Required work ::
Write out exactly the lines running from the one that contains "segment --target=parked car" through the end of the material.

++++ Data for the task

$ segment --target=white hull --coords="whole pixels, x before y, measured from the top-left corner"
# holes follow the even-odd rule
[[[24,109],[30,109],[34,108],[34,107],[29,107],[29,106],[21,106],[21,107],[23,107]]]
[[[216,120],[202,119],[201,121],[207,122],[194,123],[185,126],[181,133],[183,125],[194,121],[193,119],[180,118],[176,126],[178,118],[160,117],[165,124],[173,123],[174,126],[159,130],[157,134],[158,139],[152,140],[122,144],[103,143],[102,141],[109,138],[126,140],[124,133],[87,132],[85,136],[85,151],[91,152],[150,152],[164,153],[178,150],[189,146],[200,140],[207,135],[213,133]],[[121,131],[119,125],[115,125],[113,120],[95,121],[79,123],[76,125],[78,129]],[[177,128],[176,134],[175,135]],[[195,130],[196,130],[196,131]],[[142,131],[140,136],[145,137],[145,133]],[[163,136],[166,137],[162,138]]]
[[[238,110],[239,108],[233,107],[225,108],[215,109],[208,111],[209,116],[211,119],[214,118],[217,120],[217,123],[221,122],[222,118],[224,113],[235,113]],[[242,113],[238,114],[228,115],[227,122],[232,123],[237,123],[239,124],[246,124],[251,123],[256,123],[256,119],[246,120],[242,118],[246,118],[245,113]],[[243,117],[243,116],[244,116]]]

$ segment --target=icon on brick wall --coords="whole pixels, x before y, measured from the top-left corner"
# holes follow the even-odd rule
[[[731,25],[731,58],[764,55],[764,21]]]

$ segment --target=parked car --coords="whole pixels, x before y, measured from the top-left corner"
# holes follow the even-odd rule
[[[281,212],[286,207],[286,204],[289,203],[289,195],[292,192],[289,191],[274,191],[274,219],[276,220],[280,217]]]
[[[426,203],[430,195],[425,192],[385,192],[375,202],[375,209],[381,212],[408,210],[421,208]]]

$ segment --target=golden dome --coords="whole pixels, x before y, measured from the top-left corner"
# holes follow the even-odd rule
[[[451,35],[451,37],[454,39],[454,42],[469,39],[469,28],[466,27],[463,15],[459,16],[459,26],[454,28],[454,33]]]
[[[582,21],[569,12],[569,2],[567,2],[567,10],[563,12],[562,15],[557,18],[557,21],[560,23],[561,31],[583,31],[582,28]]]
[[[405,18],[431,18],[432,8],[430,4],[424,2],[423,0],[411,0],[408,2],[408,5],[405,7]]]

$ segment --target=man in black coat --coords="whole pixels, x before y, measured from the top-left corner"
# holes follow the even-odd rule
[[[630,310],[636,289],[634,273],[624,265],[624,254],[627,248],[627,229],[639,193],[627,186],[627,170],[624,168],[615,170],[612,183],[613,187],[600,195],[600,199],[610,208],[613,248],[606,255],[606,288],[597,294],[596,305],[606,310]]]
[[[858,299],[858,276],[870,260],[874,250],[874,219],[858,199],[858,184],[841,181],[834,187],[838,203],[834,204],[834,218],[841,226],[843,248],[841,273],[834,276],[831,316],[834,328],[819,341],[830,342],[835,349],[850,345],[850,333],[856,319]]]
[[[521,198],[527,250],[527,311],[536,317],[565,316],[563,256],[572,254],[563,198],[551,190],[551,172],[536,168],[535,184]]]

++++++++

Problem solution ::
$ segment --target=parked car --coords="whole pixels, x before y, measured from the top-left corner"
# holes follow the even-odd rule
[[[281,212],[286,207],[286,204],[289,203],[289,195],[292,192],[289,191],[274,191],[274,219],[276,220],[280,217]]]
[[[426,203],[430,195],[425,192],[385,192],[375,202],[375,209],[381,212],[408,210],[421,208]]]

$ segment --target=golden dome --coords="whole pixels, x before y, measured from the top-left corner"
# holes follow the even-odd rule
[[[451,35],[451,37],[454,39],[454,42],[469,39],[469,28],[466,27],[463,15],[459,16],[459,26],[454,28],[454,33]]]
[[[582,21],[569,12],[569,2],[567,2],[567,10],[563,12],[562,15],[557,18],[557,21],[560,23],[561,31],[583,31],[582,28]]]
[[[405,18],[431,18],[432,8],[430,4],[424,2],[423,0],[411,0],[408,2],[408,5],[405,7]]]

$ segment --target=man in black coat --coords="whole pixels, x before y, measured from the top-left corner"
# holes follow the even-odd rule
[[[630,310],[636,289],[634,273],[624,265],[624,254],[627,248],[627,229],[639,193],[627,186],[627,170],[624,168],[615,170],[612,183],[613,187],[600,195],[600,199],[610,208],[613,248],[606,255],[606,288],[597,294],[596,305],[606,310]]]
[[[858,299],[858,276],[870,260],[874,250],[874,219],[858,199],[858,184],[841,181],[834,187],[838,203],[834,204],[834,218],[841,226],[843,248],[841,273],[834,276],[831,316],[834,328],[819,341],[830,342],[835,349],[850,345],[850,333],[856,319]]]
[[[521,198],[527,250],[527,311],[536,317],[565,316],[563,256],[572,254],[563,198],[551,190],[551,172],[536,168],[535,184]]]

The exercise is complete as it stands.